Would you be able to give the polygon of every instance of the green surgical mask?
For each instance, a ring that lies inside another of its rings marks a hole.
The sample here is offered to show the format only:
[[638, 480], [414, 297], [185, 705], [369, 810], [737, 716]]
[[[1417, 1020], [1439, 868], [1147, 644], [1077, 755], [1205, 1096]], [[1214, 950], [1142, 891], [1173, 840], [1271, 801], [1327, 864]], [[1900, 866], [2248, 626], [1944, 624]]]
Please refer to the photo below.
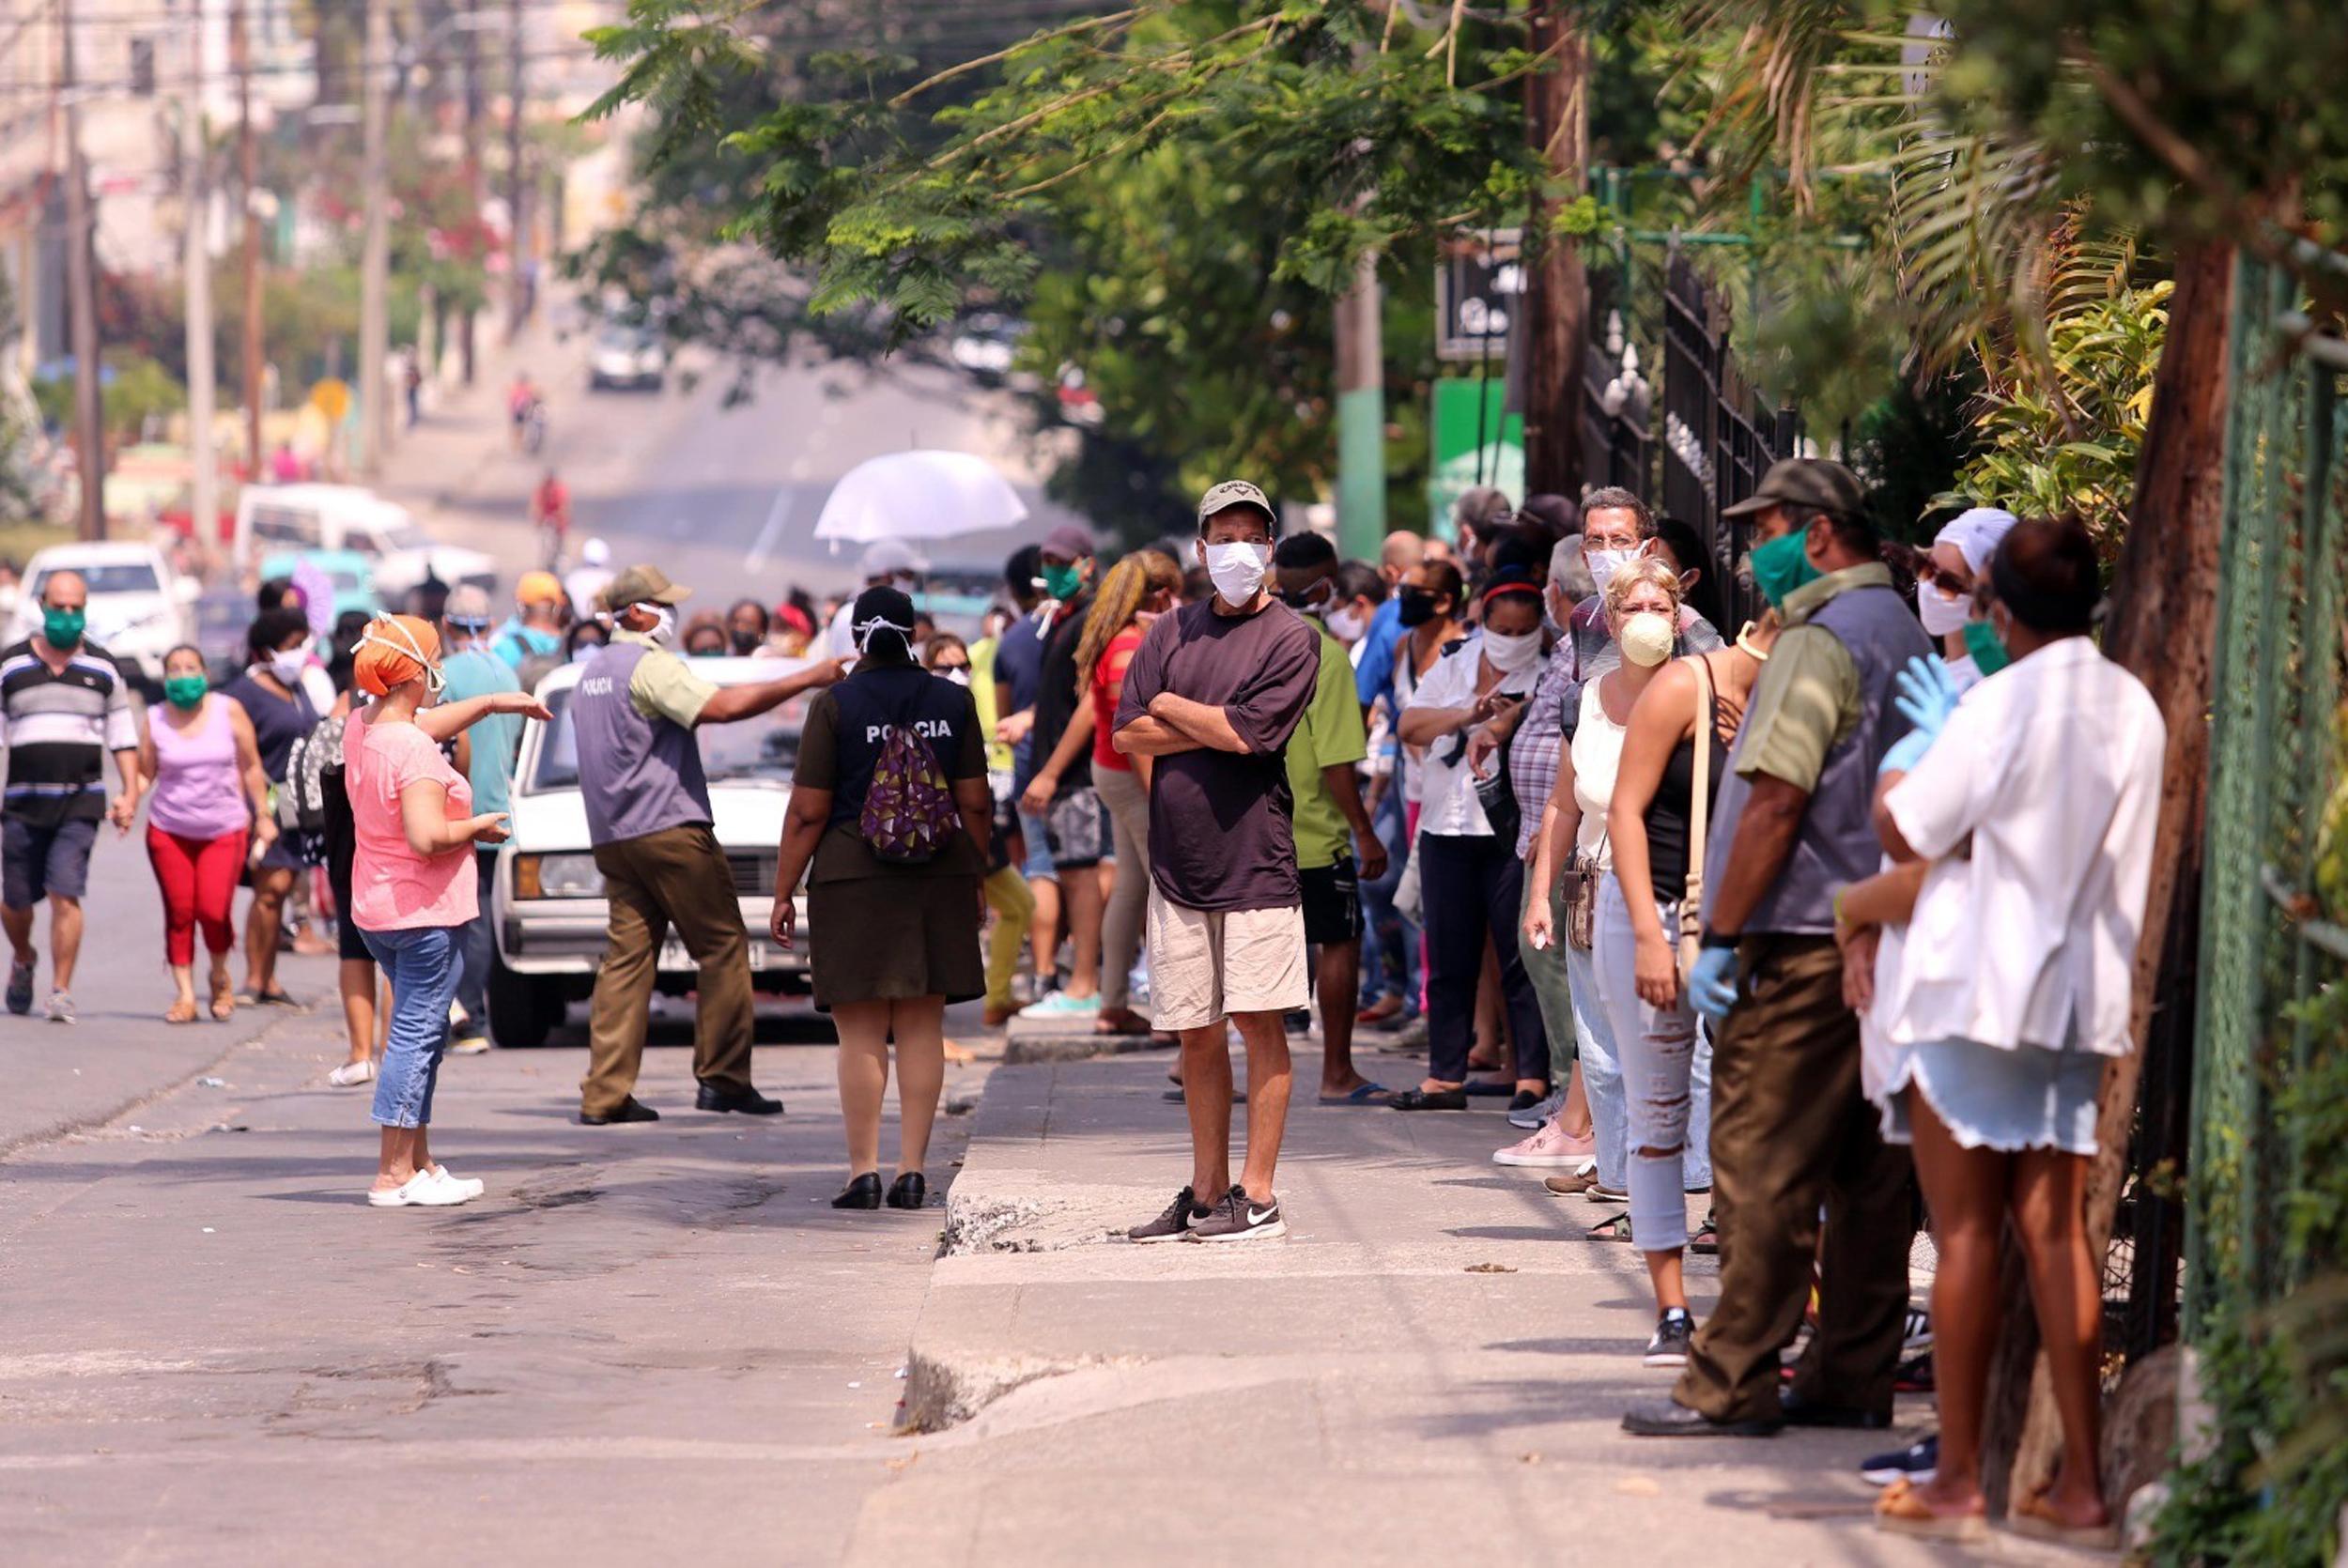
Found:
[[52, 648], [78, 648], [82, 642], [82, 627], [87, 620], [78, 609], [43, 608], [40, 612], [40, 635]]
[[1084, 592], [1084, 574], [1076, 570], [1074, 561], [1065, 566], [1055, 566], [1048, 561], [1043, 563], [1043, 592], [1053, 598], [1062, 602], [1073, 599]]
[[1815, 582], [1826, 574], [1810, 564], [1810, 556], [1802, 548], [1808, 530], [1796, 529], [1782, 533], [1766, 545], [1755, 546], [1752, 555], [1753, 586], [1769, 602], [1772, 609], [1785, 607], [1785, 595], [1803, 583]]
[[212, 683], [201, 675], [166, 675], [163, 696], [175, 708], [193, 708], [204, 700], [204, 694], [212, 689]]
[[1973, 668], [1985, 676], [1995, 675], [2014, 662], [2014, 656], [2005, 651], [2005, 638], [1985, 620], [1965, 623], [1965, 652], [1972, 654]]

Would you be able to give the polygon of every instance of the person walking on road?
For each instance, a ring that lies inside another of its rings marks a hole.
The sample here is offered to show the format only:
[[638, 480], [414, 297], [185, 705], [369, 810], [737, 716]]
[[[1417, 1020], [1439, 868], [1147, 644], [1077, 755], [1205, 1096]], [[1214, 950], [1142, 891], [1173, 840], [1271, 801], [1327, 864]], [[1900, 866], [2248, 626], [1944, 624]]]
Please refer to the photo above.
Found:
[[346, 727], [344, 782], [357, 847], [349, 918], [392, 988], [391, 1038], [376, 1081], [383, 1130], [375, 1185], [378, 1208], [444, 1207], [477, 1198], [478, 1181], [432, 1159], [432, 1091], [456, 993], [459, 938], [478, 913], [475, 844], [502, 842], [505, 815], [476, 815], [472, 787], [440, 747], [492, 714], [551, 716], [520, 692], [433, 702], [442, 689], [440, 635], [412, 615], [370, 623], [354, 667], [376, 699]]
[[[857, 596], [856, 673], [808, 705], [775, 863], [775, 940], [808, 881], [815, 1005], [840, 1031], [848, 1185], [834, 1208], [919, 1208], [946, 1080], [946, 1006], [986, 990], [980, 879], [995, 797], [969, 689], [914, 662], [913, 601]], [[916, 776], [916, 775], [919, 776]], [[874, 792], [888, 792], [876, 800]], [[897, 1176], [884, 1200], [881, 1101], [897, 1048]]]
[[[1982, 1533], [1983, 1404], [2011, 1217], [2062, 1463], [2008, 1517], [2077, 1540], [2110, 1523], [2096, 1474], [2101, 1259], [2080, 1215], [2104, 1067], [2134, 1049], [2168, 731], [2142, 683], [2096, 650], [2102, 591], [2086, 529], [2033, 519], [2001, 537], [1985, 561], [1991, 607], [1978, 623], [2012, 663], [1961, 701], [1939, 661], [1901, 674], [1900, 705], [1916, 728], [1884, 759], [1876, 791], [1894, 864], [1837, 906], [1846, 954], [1860, 961], [1845, 972], [1872, 992], [1853, 998], [1872, 1004], [1867, 1092], [1884, 1136], [1913, 1145], [1939, 1253], [1937, 1473], [1886, 1493], [1877, 1520], [1905, 1533]], [[1896, 949], [1880, 940], [1902, 923], [1931, 940]]]
[[178, 994], [165, 1023], [193, 1023], [195, 932], [212, 957], [211, 1013], [237, 1010], [228, 956], [237, 945], [237, 876], [245, 847], [277, 837], [253, 720], [210, 689], [204, 655], [183, 644], [163, 655], [163, 704], [149, 709], [139, 774], [150, 781], [147, 857], [163, 896], [163, 961]]
[[[1043, 820], [1059, 879], [1060, 914], [1067, 921], [1068, 983], [1023, 1008], [1021, 1018], [1098, 1023], [1101, 1016], [1101, 862], [1113, 847], [1108, 812], [1092, 787], [1092, 702], [1076, 666], [1076, 649], [1093, 606], [1100, 562], [1092, 536], [1064, 523], [1043, 536], [1043, 592], [1059, 605], [1043, 639], [1035, 693], [1035, 774], [1020, 792], [1019, 809]], [[1036, 984], [1051, 977], [1040, 962]]]
[[[1272, 502], [1227, 480], [1198, 503], [1214, 592], [1158, 618], [1126, 667], [1117, 744], [1150, 770], [1150, 1006], [1182, 1042], [1191, 1179], [1135, 1241], [1283, 1236], [1285, 1015], [1308, 1000], [1304, 891], [1282, 751], [1321, 672], [1312, 629], [1264, 592]], [[1231, 1181], [1231, 1057], [1247, 1047], [1247, 1159]]]
[[[221, 688], [253, 722], [261, 748], [261, 768], [270, 785], [286, 782], [294, 742], [317, 727], [317, 710], [301, 672], [310, 663], [310, 622], [296, 606], [280, 605], [253, 618], [245, 632], [246, 668]], [[253, 902], [244, 916], [245, 1007], [291, 1007], [294, 999], [277, 983], [277, 939], [286, 902], [302, 873], [301, 857], [282, 838], [271, 839], [253, 863]]]
[[[467, 583], [451, 593], [441, 625], [441, 646], [449, 652], [440, 671], [447, 682], [449, 701], [522, 689], [505, 661], [489, 652], [490, 608], [486, 591]], [[521, 718], [493, 713], [472, 727], [471, 738], [471, 755], [466, 760], [465, 775], [472, 786], [473, 806], [484, 813], [503, 812], [514, 799], [514, 764], [522, 748]], [[475, 846], [473, 864], [481, 908], [465, 928], [460, 953], [463, 969], [456, 981], [456, 1006], [464, 1017], [450, 1032], [452, 1056], [478, 1055], [489, 1049], [489, 965], [497, 956], [497, 933], [489, 929], [489, 889], [497, 879], [497, 846]]]
[[[0, 653], [0, 730], [8, 782], [0, 802], [0, 922], [15, 961], [8, 1011], [33, 1010], [38, 954], [33, 912], [49, 900], [49, 1021], [70, 1023], [82, 953], [82, 895], [100, 821], [127, 834], [138, 815], [139, 721], [114, 655], [85, 638], [89, 585], [52, 572], [40, 587], [40, 629]], [[122, 792], [106, 799], [106, 754]]]
[[538, 530], [546, 569], [560, 572], [571, 547], [571, 487], [552, 469], [531, 492], [530, 520]]
[[[1729, 753], [1705, 846], [1704, 952], [1688, 979], [1717, 1028], [1713, 1207], [1720, 1303], [1667, 1399], [1626, 1431], [1758, 1436], [1882, 1427], [1908, 1313], [1908, 1157], [1861, 1093], [1834, 896], [1875, 873], [1876, 771], [1908, 721], [1892, 679], [1930, 651], [1878, 558], [1859, 480], [1786, 458], [1726, 515], [1753, 518], [1753, 583], [1784, 629]], [[1823, 1247], [1819, 1212], [1823, 1208]], [[1778, 1352], [1818, 1327], [1781, 1394]]]
[[[984, 647], [983, 640], [981, 647]], [[994, 650], [987, 649], [988, 653]], [[981, 675], [978, 664], [979, 649], [967, 647], [951, 632], [943, 632], [930, 638], [921, 650], [921, 667], [956, 685], [970, 688], [971, 705], [978, 710], [979, 731], [981, 735], [995, 733], [994, 715], [988, 711], [995, 701], [995, 683]], [[995, 743], [989, 742], [990, 746]], [[994, 795], [995, 758], [988, 756], [987, 793]], [[986, 907], [995, 913], [995, 929], [986, 945], [986, 1008], [983, 1021], [989, 1029], [996, 1028], [1019, 1010], [1011, 999], [1012, 976], [1018, 972], [1019, 949], [1027, 944], [1028, 923], [1035, 919], [1035, 894], [1028, 889], [1027, 879], [1019, 874], [1019, 868], [1011, 862], [1011, 834], [1014, 821], [1008, 800], [996, 800], [993, 820], [986, 841], [986, 881], [981, 886], [986, 893]], [[949, 1061], [960, 1060], [957, 1048], [950, 1041], [946, 1049]]]
[[1354, 696], [1353, 661], [1328, 629], [1329, 612], [1346, 603], [1337, 595], [1337, 552], [1318, 533], [1297, 533], [1280, 541], [1272, 562], [1280, 602], [1313, 629], [1320, 659], [1311, 705], [1283, 757], [1295, 803], [1290, 821], [1305, 940], [1320, 949], [1313, 992], [1321, 1001], [1321, 1103], [1378, 1105], [1384, 1085], [1353, 1070], [1353, 1015], [1361, 1006], [1362, 884], [1385, 874], [1386, 846], [1354, 775], [1369, 755], [1369, 733]]
[[588, 838], [611, 907], [579, 1084], [579, 1119], [589, 1127], [660, 1119], [633, 1091], [671, 926], [701, 967], [695, 1104], [758, 1116], [782, 1111], [782, 1101], [750, 1085], [749, 946], [693, 731], [755, 718], [830, 685], [840, 666], [826, 660], [756, 685], [712, 685], [668, 646], [676, 607], [691, 592], [657, 566], [631, 566], [613, 577], [603, 594], [611, 641], [587, 661], [571, 694]]
[[524, 572], [514, 585], [514, 613], [489, 639], [525, 686], [563, 657], [563, 584], [552, 572]]

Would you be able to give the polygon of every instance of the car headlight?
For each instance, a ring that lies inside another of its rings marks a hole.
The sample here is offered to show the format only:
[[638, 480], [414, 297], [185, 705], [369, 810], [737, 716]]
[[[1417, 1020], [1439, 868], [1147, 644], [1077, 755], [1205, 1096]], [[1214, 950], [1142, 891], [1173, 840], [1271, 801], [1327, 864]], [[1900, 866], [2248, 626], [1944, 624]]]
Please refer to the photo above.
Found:
[[600, 899], [603, 873], [592, 854], [517, 854], [514, 857], [517, 899]]

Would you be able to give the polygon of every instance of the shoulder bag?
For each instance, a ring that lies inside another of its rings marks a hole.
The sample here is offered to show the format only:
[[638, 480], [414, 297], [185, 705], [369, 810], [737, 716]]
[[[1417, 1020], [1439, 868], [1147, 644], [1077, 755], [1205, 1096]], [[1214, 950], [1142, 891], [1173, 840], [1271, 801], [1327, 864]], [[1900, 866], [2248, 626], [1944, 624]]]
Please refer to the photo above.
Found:
[[1704, 955], [1704, 830], [1712, 814], [1712, 747], [1719, 736], [1712, 717], [1712, 662], [1702, 653], [1688, 661], [1696, 672], [1696, 773], [1688, 793], [1688, 883], [1679, 895], [1679, 984], [1684, 991]]

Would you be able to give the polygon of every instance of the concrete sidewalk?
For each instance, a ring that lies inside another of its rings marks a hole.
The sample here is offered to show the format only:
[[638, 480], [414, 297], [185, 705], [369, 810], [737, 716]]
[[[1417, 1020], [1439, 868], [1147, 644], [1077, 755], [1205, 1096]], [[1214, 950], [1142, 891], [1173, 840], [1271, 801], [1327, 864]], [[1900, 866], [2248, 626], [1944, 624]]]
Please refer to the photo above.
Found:
[[[907, 1412], [936, 1430], [851, 1560], [1960, 1560], [1877, 1533], [1856, 1469], [1928, 1401], [1891, 1433], [1619, 1431], [1673, 1376], [1640, 1365], [1645, 1270], [1583, 1239], [1613, 1208], [1491, 1163], [1496, 1114], [1322, 1108], [1300, 1052], [1288, 1239], [1111, 1239], [1189, 1169], [1167, 1065], [995, 1073], [914, 1334]], [[1690, 1271], [1701, 1315], [1717, 1274]]]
····················
Assigned task:
Collect each line of the entries that has the word "every", copying it in full.

Response to this task:
Would you be able to give the polygon of every instance of the green surgical mask?
Would you be able to give the polygon of every instance of the person walking on road?
Would you be able to give the polygon of every instance of the car headlight?
Would you be able to give the polygon of every instance of the shoulder bag?
Would you be able to give the polygon of every instance of the concrete sidewalk?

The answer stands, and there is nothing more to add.